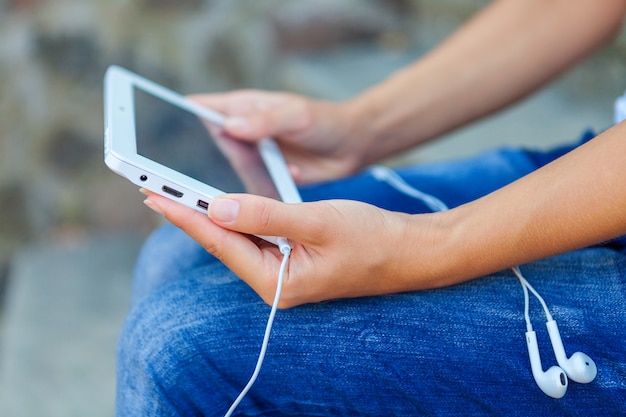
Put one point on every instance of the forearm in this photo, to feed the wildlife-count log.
(506, 52)
(576, 201)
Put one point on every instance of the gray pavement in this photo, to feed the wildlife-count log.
(65, 306)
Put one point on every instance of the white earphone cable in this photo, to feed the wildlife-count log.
(286, 251)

### Aim:
Copy every line of the records above word for word, and leave out the pictures.

### Full output:
Put one point on every instance of the forearm in this photo, to feed the wildlife-count log.
(506, 52)
(576, 201)
Put one point on every instance of the gray pavement in this photo, to feed the wildlife-count log.
(65, 306)
Put one point on every instance of the white earphone cable in this photo, to feed the wildlife-count log.
(286, 251)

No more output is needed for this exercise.